_Given task_.
Below is a listing to write out in full, exactly as given, without its pictures.

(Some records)
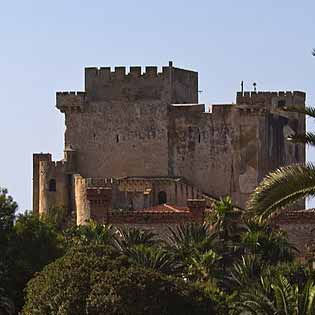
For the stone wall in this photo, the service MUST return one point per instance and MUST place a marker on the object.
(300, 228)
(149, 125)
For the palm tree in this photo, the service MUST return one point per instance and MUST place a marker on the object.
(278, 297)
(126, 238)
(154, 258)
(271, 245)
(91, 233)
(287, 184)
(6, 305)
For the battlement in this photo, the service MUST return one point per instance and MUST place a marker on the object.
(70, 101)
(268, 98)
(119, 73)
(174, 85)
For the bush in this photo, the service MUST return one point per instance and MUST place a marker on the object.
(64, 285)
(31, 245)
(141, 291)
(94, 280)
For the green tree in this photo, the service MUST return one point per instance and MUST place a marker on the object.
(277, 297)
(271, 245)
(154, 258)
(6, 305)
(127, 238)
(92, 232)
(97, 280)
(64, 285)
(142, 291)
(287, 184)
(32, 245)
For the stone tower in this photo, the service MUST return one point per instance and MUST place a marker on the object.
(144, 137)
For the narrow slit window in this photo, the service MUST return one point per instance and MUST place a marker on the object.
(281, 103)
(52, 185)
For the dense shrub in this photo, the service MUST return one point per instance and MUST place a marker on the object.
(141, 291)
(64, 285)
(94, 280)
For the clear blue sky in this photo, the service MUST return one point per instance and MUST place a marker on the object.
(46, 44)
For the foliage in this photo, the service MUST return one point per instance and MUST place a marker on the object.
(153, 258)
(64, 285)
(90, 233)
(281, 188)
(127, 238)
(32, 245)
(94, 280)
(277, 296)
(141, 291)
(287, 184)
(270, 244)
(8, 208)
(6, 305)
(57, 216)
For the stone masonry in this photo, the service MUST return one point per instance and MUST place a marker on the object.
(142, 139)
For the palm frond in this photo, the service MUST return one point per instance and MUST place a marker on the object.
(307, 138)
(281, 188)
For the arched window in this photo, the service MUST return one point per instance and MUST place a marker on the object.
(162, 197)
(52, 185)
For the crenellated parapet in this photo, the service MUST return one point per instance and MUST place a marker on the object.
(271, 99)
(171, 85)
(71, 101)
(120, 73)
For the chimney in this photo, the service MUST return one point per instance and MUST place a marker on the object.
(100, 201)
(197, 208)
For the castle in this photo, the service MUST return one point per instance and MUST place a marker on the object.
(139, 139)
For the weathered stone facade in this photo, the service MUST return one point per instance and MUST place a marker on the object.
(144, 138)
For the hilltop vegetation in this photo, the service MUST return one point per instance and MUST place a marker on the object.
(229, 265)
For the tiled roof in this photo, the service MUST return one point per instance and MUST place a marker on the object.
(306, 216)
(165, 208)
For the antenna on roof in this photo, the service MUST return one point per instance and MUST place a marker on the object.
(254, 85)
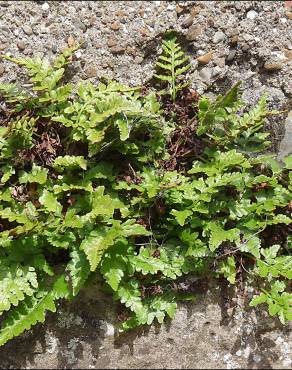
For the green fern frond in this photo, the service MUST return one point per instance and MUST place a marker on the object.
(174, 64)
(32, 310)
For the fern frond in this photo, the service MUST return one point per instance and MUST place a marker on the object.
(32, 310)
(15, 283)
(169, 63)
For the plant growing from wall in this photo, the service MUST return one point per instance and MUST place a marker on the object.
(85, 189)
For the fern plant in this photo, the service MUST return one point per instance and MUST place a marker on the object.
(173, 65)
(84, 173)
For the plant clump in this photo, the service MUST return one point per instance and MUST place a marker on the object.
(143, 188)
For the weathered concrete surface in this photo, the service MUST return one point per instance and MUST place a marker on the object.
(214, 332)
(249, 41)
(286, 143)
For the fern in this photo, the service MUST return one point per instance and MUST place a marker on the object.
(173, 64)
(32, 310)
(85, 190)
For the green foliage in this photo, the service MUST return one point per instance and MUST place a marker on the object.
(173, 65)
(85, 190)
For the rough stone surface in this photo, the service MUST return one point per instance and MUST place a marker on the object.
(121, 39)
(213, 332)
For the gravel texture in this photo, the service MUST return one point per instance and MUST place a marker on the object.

_Output for this task_.
For the stone wall in this photo, the service MUST return one point per instance and MUST place a marker on the object.
(300, 228)
(149, 125)
For the palm tree in this photo, the service MUST return one point per instance and MUST place a marker on the object.
(278, 297)
(126, 238)
(154, 258)
(271, 245)
(91, 233)
(287, 184)
(6, 305)
For the battlement in this photo, the service MUST return one point per instance and MUST place a marker on the object.
(70, 101)
(268, 98)
(119, 73)
(174, 85)
For the bush in this photo, the service MUST return one point per instance and MUST place a marker on the object.
(64, 285)
(31, 245)
(141, 291)
(94, 280)
For the green tree in this photo, the service MUST return one point per instance and MUST place a marker on the object.
(277, 297)
(271, 245)
(154, 258)
(6, 305)
(127, 238)
(92, 232)
(97, 280)
(64, 285)
(142, 291)
(287, 184)
(32, 245)
For the stone tower in this photo, the service MUST return one point per instance and MUST place a marker on the object.
(144, 137)
For the narrow slit window in this photo, the service MUST return one point per instance and MUST place a marker on the object.
(281, 103)
(52, 185)
For the dense shrub in this photo, the service MUST return one point per instance and MUST place a marker on the object.
(141, 291)
(64, 285)
(94, 280)
For the clear blue sky in this photo, the service MUST return one point per instance and MUST place a marker on the object.
(46, 44)
For the foliage in this photo, the service MUST return one point per instance and MUST place a marker on the object.
(153, 258)
(64, 285)
(90, 233)
(281, 188)
(127, 238)
(32, 245)
(94, 280)
(277, 296)
(141, 291)
(287, 184)
(270, 244)
(8, 208)
(6, 305)
(57, 216)
For the stone masonry in this photo, the service MUST return one point per instance and MUST place a marker on the object.
(142, 139)
For the palm frond in this photo, the service MUST return one point per instance and MUST place a marker on the object.
(307, 138)
(281, 188)
For the arched window in this photo, the service MUST return one point per instance and MUST place a marker on the object.
(162, 197)
(52, 185)
For the crenellated parapet in this photo, the service MUST return one point per instance and MUST place a marker on the object.
(271, 99)
(171, 85)
(71, 101)
(120, 73)
For the chimney in this photo, the service MUST return one point per instance and MUST place a marker on the object.
(100, 201)
(197, 208)
For the castle in this photo, the service MUST return one point per instance and MUST place a marker on the object.
(139, 139)
For the weathered stone facade in this photo, the service MUST return one point per instance and MUST place a marker on the object.
(144, 138)
For the hilltop vegetation in this photo, the service MUST return one point per instance and MUST place a marker on the object.
(229, 265)
For the tiled roof in this photo, the service MUST return one point per instance and MUST place a marker on the object.
(306, 216)
(165, 208)
For the antenna on roof in this photo, the service MUST return one point per instance and MUST place a marker on the object.
(254, 85)
For the green fern frond in this photo, the service MUST return one point per instance and MUST place a marker on the object.
(174, 64)
(32, 310)
For the fern frond in this photo, the service MUST return one point per instance and MUST place a marker on the object.
(32, 310)
(15, 283)
(169, 63)
For the plant growing from wall in this photo, the service MUST return one point per instance and MUST place a marker on the object.
(85, 189)
For the fern plant in this photo, the service MUST return one point per instance and MUST place a marker on the object.
(173, 65)
(84, 173)
For the plant clump in this photo, the service MUST return one point per instance and MUST place a marker on the object.
(143, 188)
For the weathered concrete surface in this photo, the service MUST return one point per instance and MUST place a marker on the object.
(214, 332)
(249, 41)
(286, 143)
For the fern in this photo, the service MUST return one point per instance and MUST place a marker on the object.
(173, 64)
(32, 310)
(85, 190)
For the green foliage in this photo, the service MUST return one point per instance and MUST place a marker on the object.
(173, 65)
(85, 190)
For the rough stone surface in this photo, the service MUST return one point per instance and MUST place a marker on the object.
(121, 39)
(213, 332)
For the gravel texture in this photo, the service MUST return one point per instance and MUST place a marker on the object.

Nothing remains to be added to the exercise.